— Written instruction —
Report every line in the data below that contains the word "white", copying each such line in full.
**** Data in this exercise
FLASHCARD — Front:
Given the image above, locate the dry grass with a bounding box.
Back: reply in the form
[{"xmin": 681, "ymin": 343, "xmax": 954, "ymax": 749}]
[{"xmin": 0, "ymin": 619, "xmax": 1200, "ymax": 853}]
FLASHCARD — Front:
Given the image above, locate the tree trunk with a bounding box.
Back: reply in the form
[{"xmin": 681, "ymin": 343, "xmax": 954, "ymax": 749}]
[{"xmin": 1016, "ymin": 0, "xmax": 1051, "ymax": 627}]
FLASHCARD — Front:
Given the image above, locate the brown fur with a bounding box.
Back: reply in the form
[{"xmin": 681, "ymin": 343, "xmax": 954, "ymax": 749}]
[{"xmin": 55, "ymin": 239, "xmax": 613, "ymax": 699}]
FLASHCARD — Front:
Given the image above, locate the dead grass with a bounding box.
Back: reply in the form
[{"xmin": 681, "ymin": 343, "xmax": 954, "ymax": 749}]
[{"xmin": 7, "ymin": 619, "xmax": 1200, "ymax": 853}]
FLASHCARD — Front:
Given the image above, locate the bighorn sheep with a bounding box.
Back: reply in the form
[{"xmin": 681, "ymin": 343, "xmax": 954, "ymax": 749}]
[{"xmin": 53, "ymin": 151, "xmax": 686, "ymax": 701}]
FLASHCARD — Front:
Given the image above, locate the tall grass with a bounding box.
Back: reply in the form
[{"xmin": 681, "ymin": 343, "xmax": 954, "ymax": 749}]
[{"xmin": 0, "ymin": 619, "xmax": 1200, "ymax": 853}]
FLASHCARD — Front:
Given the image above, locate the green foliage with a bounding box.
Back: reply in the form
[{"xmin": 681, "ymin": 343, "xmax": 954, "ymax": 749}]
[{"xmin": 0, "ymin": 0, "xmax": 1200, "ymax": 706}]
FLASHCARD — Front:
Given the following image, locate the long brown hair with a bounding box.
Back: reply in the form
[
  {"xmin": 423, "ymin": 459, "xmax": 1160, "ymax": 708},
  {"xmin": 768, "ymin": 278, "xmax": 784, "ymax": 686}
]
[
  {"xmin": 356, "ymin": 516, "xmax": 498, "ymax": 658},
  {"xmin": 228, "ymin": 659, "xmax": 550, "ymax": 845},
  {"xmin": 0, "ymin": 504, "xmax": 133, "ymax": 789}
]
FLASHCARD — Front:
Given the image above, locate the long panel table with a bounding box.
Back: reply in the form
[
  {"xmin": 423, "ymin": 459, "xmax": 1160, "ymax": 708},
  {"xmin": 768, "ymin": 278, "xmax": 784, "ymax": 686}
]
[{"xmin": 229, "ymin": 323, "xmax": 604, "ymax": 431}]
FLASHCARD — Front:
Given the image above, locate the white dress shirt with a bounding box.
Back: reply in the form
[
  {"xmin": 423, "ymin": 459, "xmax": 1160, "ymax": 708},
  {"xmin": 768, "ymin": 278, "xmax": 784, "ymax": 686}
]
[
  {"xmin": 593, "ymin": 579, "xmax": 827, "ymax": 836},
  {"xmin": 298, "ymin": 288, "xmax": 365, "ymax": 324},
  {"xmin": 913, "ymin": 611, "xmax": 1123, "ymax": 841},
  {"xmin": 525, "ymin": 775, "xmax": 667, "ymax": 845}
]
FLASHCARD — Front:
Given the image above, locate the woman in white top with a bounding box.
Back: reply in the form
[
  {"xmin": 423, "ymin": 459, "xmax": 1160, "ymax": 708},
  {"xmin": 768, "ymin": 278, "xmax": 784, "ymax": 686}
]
********
— Expected output —
Given the image above, locate the white dress shirt with a bounding box.
Given the image above, locate the woman in white top with a bounding box.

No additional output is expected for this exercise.